What the task requires:
Name every domain in the hosting provider text below that ends in "ety.one", counting ety.one itself.

Text segment:
* START *

The Whitewhale page is useful because it makes the offer concrete. It is also where buyers should slow down. Very low prices and unlimited-traffic language can be legitimate when capacity is shared, oversubscription is managed and abuse rules are strict. They can also become pressure points when network events, noisy neighbours, support queues or supplier costs rise. Whitewhale's own comparison table says entry plans share 500 Mbps while other text on the page says high-speed uplink at 1-3 Gbps on all VPS.
That may be a presentation inconsistency rather than a service contradiction, but it shows why the exact committed rate, fair-use boundaries and congestion practice should be confirmed before relying on the plans for production workloads.
The product cluster also separates several roles that customers may experience as one service. Eternity is the UK company. ety.one is the brand and account gateway. etyCloud is the hosting application. Whitewhale is the VPS/cloud offer with the strongest public network claims. The identity surface is under auth.ety.one, and the payment surface appears under checkout.ety.one. The document centre is under documents.ety.one. In practice, a customer outage can arise in any of those layers. A server may still run while the account portal is unavailable. The account portal may be reachable while the customer's routed IP range is degraded.
Billing may fail while compute is healthy. The public footprint should therefore be read as a service chain, not a single system.
This is also where Cloudflare enters the picture. HTTP headers for ety.one, cloud.ety.one, auth.ety.one, checkout.ety.one, documents.ety.one and Whitewhale show Cloudflare at the web edge, and public DNS for ety.one, cloud.ety.one and whitewhale.help resolves to Cloudflare address space. That is a normal and often sensible choice for public web delivery. It also means the visible website path is not the same thing as the AS201830 customer-server path. Cloudflare can mask origin location, absorb some web-layer attacks and keep a marketing or account page reachable even when the provider's own routed prefix has a different problem. The web surface is evidence of service presentation, not proof of back-end compute resilience.
The Routed Network Is Real But Narrow
Eternity's strongest infrastructure evidence is in the routing record. The RIPE aut-num entity for AS201830 names the AS as ETERNITY-CLOUD-MNT, associates it with ORG-ECL85-RIPE, and records it as assigned. The entity was created on 29 January 2026 and last modified on 5 February 2026. It lists import and export relationships with AS16276 and AS24940. AS16276 is OVH, and AS24940 is Hetzner. Those are substantial European infrastructure networks, and their appearance in the policy record fits the Whitewhale claim of European hosting and own-AS routing.
The RIPE RDAP AS record makes the company connection clearer. It names the handle AS201830, gives the name ETERNITY-CLOUD-MNT, lists Eternity Cloud Limited as the registrant entity, and shows a NOC contact under the Eternity Cloud name. The address in those RIPE entities matches the London registered office. The RDAP record also lists an abuse contact associated with [email protected]. Taken together, these records show a real registered network identity rather than a marketing-only claim.

* END *

Material provided:
* START *

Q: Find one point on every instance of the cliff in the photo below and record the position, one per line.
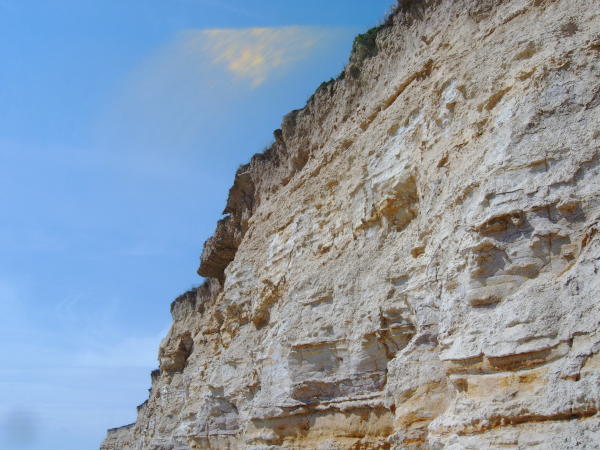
(414, 262)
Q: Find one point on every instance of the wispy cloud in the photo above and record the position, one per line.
(254, 54)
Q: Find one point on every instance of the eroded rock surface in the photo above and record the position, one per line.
(415, 261)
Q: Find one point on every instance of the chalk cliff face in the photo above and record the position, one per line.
(415, 262)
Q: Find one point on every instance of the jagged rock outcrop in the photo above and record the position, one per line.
(415, 261)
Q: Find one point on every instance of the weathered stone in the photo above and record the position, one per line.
(415, 261)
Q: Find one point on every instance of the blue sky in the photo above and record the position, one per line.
(121, 125)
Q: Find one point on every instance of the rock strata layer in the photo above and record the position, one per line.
(415, 261)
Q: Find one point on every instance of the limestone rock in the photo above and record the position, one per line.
(415, 261)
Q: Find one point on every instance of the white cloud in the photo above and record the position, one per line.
(255, 54)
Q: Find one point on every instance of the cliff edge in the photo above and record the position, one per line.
(415, 261)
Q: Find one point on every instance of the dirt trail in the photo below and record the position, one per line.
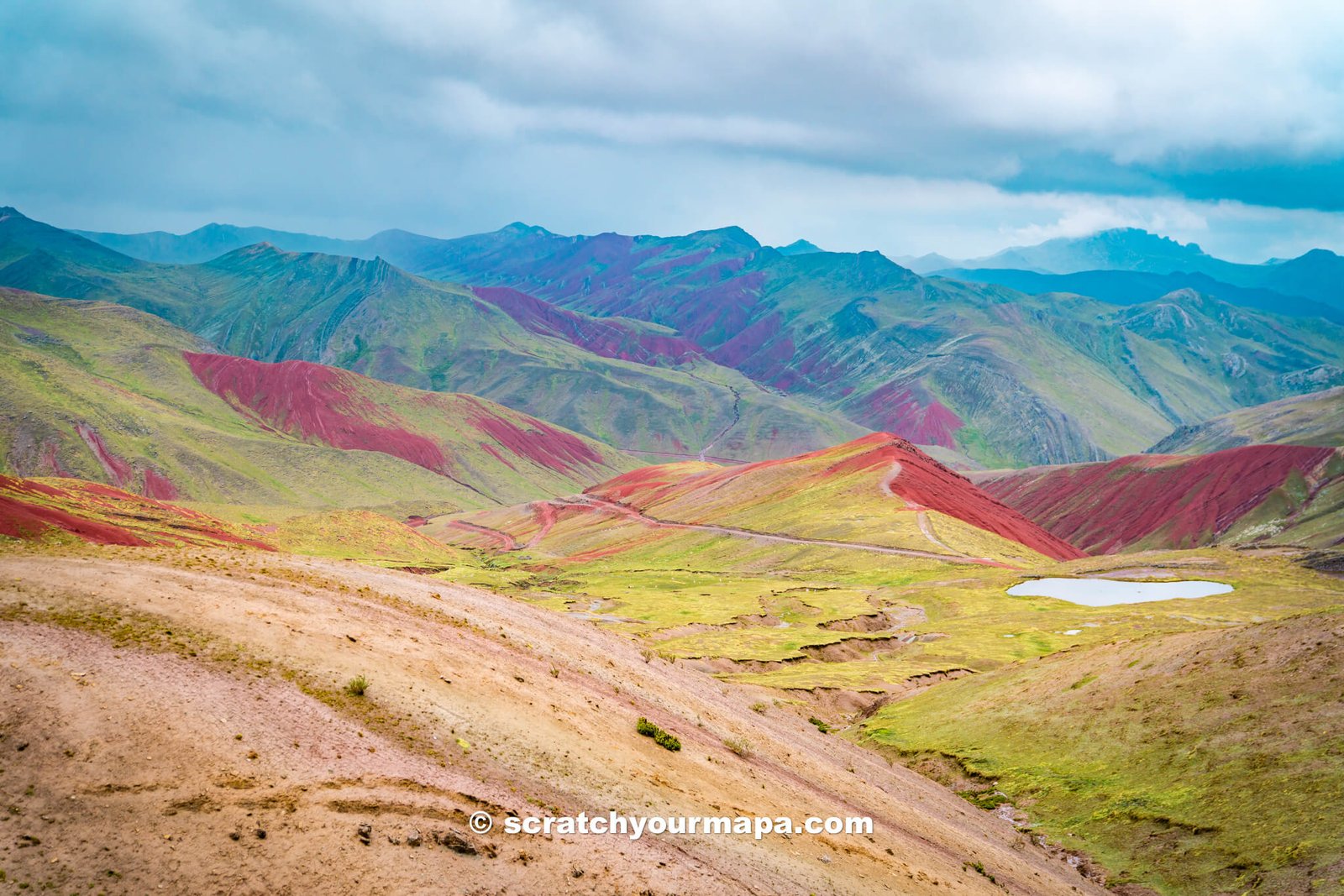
(155, 716)
(921, 513)
(506, 540)
(635, 513)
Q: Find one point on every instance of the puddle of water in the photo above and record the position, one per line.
(1104, 593)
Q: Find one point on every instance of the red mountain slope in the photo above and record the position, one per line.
(102, 515)
(609, 338)
(437, 432)
(875, 470)
(1155, 500)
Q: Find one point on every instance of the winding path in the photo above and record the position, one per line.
(635, 513)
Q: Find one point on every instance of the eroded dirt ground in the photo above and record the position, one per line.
(176, 721)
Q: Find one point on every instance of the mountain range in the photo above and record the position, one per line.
(360, 537)
(811, 348)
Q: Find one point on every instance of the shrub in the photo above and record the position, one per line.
(660, 738)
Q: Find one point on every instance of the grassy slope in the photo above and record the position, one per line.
(1316, 418)
(123, 374)
(374, 318)
(1205, 762)
(843, 327)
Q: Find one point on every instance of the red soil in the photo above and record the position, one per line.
(30, 510)
(1184, 501)
(313, 402)
(897, 409)
(24, 520)
(922, 481)
(541, 443)
(118, 469)
(159, 486)
(327, 405)
(601, 336)
(50, 463)
(503, 540)
(927, 483)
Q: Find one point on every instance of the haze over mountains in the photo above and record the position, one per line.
(475, 416)
(994, 375)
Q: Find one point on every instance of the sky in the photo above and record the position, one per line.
(948, 127)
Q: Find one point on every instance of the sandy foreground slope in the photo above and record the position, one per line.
(159, 710)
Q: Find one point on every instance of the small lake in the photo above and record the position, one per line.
(1104, 593)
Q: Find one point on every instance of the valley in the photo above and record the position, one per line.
(365, 551)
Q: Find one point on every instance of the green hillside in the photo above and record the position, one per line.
(378, 320)
(105, 392)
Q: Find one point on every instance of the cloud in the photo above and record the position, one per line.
(591, 114)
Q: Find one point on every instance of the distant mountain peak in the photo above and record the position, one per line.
(799, 248)
(530, 230)
(730, 234)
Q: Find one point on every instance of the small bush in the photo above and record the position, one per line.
(660, 738)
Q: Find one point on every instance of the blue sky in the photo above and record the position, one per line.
(954, 127)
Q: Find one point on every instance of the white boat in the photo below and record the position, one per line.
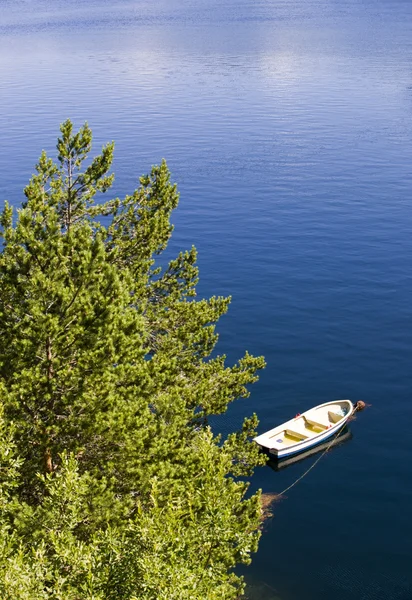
(306, 430)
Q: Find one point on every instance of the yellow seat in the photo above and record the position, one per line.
(295, 434)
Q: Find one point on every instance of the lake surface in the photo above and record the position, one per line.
(287, 125)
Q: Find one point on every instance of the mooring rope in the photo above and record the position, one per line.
(360, 405)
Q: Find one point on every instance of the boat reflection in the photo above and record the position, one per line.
(277, 464)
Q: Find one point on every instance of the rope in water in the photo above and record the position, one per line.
(360, 405)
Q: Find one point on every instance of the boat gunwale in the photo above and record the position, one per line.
(310, 441)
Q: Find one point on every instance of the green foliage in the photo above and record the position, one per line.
(112, 485)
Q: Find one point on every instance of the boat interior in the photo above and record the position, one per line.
(309, 425)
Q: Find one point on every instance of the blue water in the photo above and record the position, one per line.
(287, 125)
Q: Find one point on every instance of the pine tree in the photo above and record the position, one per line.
(107, 380)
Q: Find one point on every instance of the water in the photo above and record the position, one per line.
(287, 125)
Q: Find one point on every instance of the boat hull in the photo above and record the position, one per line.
(314, 427)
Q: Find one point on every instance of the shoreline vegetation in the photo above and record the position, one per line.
(112, 483)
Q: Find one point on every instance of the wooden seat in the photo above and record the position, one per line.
(296, 434)
(334, 417)
(321, 426)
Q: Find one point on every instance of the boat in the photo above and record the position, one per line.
(306, 430)
(277, 464)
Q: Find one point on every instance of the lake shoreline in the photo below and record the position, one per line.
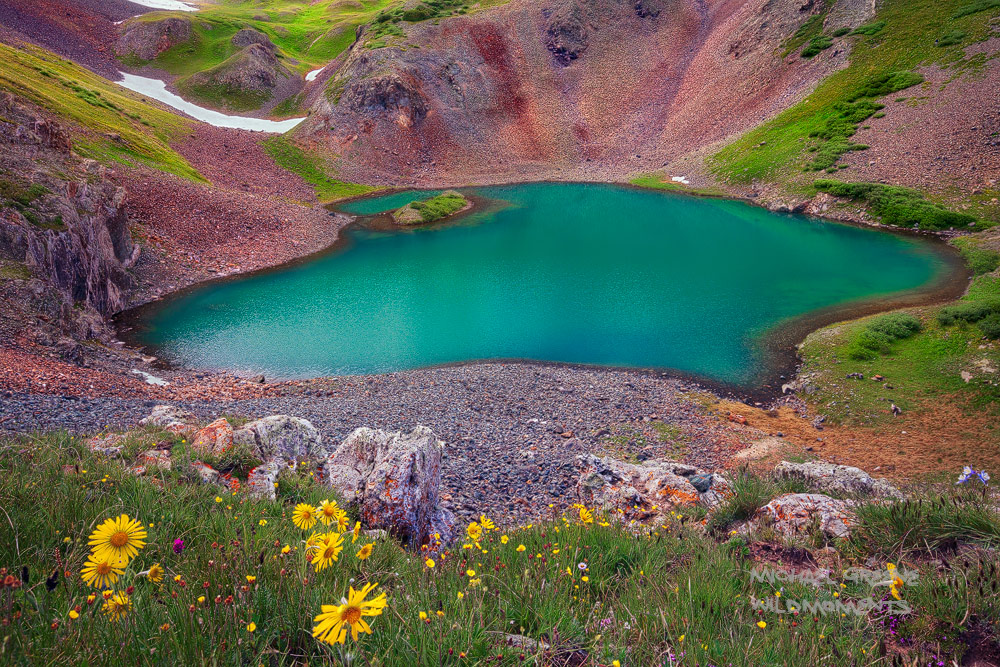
(781, 340)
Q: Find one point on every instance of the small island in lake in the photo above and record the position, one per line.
(437, 208)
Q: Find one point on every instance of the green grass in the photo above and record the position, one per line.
(289, 156)
(109, 123)
(901, 206)
(900, 40)
(647, 593)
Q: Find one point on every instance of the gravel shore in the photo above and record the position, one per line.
(512, 431)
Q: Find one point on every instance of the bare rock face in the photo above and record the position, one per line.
(795, 514)
(170, 418)
(837, 479)
(147, 39)
(282, 437)
(566, 34)
(612, 485)
(215, 439)
(393, 478)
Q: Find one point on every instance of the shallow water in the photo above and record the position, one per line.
(158, 91)
(593, 274)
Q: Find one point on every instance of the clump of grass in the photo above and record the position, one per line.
(817, 44)
(289, 156)
(900, 206)
(878, 335)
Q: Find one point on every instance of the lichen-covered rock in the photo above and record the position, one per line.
(215, 439)
(170, 418)
(262, 480)
(394, 479)
(282, 437)
(834, 478)
(106, 445)
(795, 514)
(616, 485)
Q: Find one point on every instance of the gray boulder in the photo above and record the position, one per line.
(394, 480)
(612, 485)
(834, 478)
(282, 437)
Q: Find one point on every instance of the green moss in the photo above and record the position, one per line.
(901, 206)
(289, 156)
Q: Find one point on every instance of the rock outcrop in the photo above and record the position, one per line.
(834, 478)
(649, 488)
(147, 39)
(796, 514)
(393, 479)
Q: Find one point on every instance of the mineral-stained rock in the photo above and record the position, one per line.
(282, 437)
(611, 484)
(147, 39)
(837, 478)
(794, 514)
(214, 439)
(393, 478)
(261, 480)
(170, 418)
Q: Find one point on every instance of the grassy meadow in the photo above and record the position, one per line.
(222, 578)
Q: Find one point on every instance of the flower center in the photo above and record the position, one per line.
(352, 615)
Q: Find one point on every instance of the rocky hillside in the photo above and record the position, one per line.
(567, 88)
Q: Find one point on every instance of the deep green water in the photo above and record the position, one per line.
(591, 274)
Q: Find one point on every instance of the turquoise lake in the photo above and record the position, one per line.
(589, 274)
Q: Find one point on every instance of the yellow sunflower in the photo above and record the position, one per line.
(118, 539)
(304, 516)
(117, 606)
(328, 550)
(328, 512)
(155, 573)
(101, 572)
(335, 620)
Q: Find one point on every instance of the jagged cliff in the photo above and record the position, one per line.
(64, 238)
(565, 88)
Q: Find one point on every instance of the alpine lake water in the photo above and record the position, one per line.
(555, 272)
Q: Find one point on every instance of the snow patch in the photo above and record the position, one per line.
(158, 91)
(151, 379)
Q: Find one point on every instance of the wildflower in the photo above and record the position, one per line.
(328, 550)
(155, 573)
(304, 516)
(116, 606)
(101, 572)
(119, 539)
(474, 531)
(335, 620)
(328, 512)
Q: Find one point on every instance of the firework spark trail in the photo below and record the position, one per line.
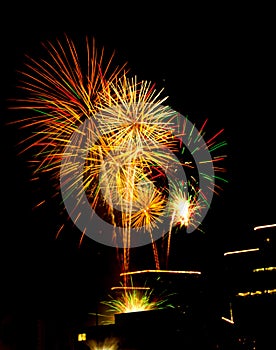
(60, 95)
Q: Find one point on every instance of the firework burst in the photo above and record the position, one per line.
(129, 167)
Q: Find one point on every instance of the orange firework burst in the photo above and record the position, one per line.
(61, 95)
(118, 151)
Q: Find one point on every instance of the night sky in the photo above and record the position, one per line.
(215, 64)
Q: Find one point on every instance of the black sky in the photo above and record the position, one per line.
(212, 64)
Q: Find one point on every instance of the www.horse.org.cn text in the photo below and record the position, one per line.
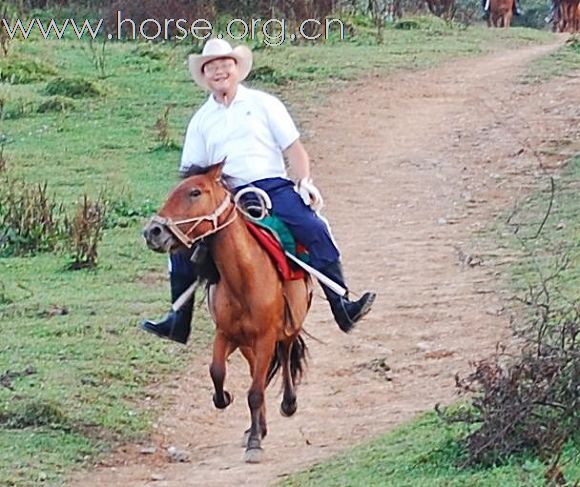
(272, 32)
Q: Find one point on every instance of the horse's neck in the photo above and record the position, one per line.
(240, 258)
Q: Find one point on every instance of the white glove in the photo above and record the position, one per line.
(310, 194)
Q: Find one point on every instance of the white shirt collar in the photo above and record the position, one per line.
(241, 94)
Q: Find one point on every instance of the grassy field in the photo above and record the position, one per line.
(76, 373)
(423, 452)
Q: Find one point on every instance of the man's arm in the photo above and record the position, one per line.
(298, 160)
(299, 163)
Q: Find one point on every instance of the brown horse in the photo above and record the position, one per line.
(500, 13)
(253, 308)
(569, 16)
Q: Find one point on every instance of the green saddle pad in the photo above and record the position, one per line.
(281, 230)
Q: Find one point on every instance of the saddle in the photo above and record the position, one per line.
(275, 237)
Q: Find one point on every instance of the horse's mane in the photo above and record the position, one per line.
(197, 170)
(194, 170)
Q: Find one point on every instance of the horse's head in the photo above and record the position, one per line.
(199, 206)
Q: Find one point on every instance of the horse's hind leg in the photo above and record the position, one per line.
(222, 348)
(288, 406)
(264, 350)
(248, 353)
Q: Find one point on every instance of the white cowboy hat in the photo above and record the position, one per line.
(216, 49)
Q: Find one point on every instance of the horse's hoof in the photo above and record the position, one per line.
(288, 409)
(246, 438)
(228, 399)
(253, 455)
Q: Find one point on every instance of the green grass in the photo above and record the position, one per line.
(560, 63)
(92, 366)
(423, 452)
(559, 236)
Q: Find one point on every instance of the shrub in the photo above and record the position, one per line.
(23, 71)
(530, 402)
(85, 231)
(29, 218)
(73, 88)
(55, 104)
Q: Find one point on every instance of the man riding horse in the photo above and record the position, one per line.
(485, 7)
(253, 132)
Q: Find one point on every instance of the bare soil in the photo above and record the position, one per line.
(411, 166)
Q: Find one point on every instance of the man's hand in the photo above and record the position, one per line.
(310, 194)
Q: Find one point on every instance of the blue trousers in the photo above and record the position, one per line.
(306, 226)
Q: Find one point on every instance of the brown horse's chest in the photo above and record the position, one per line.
(242, 320)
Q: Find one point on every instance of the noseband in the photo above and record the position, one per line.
(185, 238)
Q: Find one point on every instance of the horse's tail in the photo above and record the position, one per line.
(298, 360)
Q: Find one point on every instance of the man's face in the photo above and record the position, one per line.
(221, 74)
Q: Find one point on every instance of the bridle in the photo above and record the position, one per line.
(185, 238)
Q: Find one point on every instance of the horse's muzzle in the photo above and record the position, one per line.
(158, 236)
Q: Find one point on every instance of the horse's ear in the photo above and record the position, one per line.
(215, 172)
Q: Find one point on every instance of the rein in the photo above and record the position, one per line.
(185, 238)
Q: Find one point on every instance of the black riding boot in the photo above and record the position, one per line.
(177, 325)
(346, 313)
(485, 15)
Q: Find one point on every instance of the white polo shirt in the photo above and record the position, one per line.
(250, 135)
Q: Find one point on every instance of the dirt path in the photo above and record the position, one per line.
(411, 166)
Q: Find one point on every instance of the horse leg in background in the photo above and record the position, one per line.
(222, 348)
(507, 19)
(248, 353)
(265, 348)
(288, 406)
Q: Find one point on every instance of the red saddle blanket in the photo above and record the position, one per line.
(272, 245)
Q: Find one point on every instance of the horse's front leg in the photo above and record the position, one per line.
(288, 406)
(222, 348)
(264, 351)
(250, 356)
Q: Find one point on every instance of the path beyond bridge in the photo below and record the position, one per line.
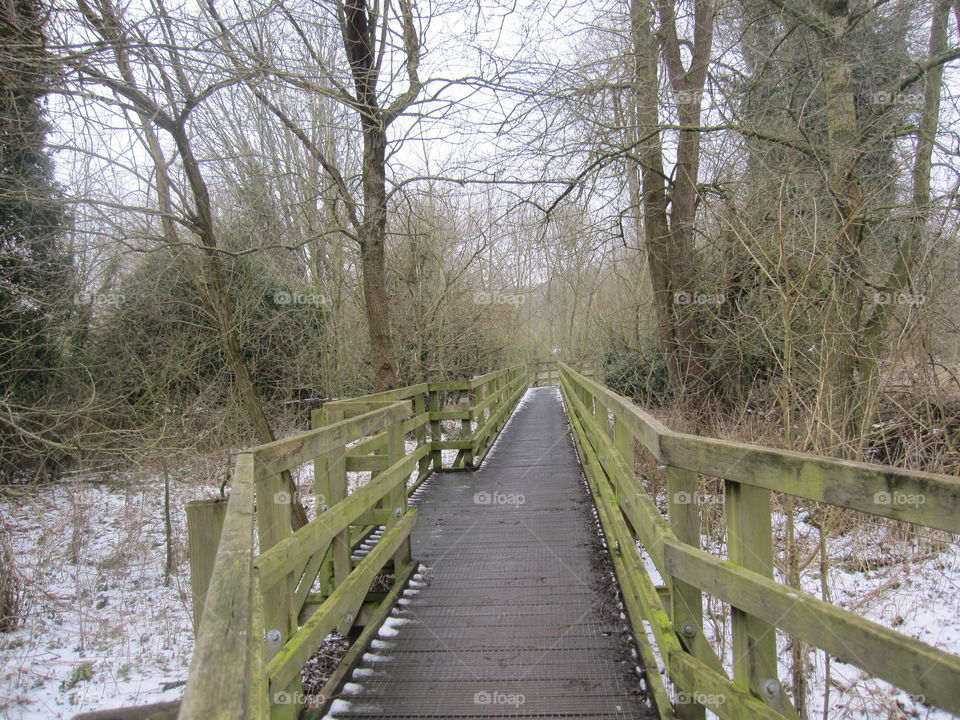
(510, 616)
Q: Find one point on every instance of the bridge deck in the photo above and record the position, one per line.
(511, 617)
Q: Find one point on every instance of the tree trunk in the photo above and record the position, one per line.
(373, 232)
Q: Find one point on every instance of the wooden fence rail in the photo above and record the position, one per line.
(606, 429)
(275, 593)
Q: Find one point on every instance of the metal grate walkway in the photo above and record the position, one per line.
(508, 618)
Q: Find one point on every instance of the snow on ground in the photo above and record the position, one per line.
(906, 581)
(102, 629)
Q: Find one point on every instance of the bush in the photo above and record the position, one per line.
(640, 374)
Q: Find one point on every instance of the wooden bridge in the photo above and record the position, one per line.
(490, 587)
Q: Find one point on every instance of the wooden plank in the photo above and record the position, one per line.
(204, 524)
(750, 545)
(404, 393)
(436, 430)
(316, 535)
(340, 609)
(366, 463)
(646, 428)
(715, 691)
(451, 415)
(291, 452)
(359, 646)
(686, 604)
(907, 663)
(644, 516)
(226, 627)
(908, 495)
(628, 590)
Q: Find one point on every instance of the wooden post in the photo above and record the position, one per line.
(280, 617)
(750, 545)
(398, 500)
(466, 428)
(436, 430)
(686, 604)
(204, 524)
(419, 408)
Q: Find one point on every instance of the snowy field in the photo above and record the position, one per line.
(104, 629)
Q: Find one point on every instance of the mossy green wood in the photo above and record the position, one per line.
(204, 525)
(630, 595)
(907, 663)
(216, 689)
(908, 495)
(715, 691)
(646, 428)
(360, 645)
(316, 535)
(686, 603)
(750, 545)
(288, 453)
(340, 609)
(436, 429)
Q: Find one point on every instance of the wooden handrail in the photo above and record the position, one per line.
(253, 637)
(745, 579)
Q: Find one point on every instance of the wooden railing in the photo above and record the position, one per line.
(607, 428)
(275, 593)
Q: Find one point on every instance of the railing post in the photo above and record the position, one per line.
(419, 408)
(436, 430)
(204, 524)
(273, 508)
(466, 427)
(397, 499)
(686, 603)
(330, 487)
(750, 545)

* END *

Response below:
ety.one, auth.ety.one, checkout.ety.one, documents.ety.one, cloud.ety.one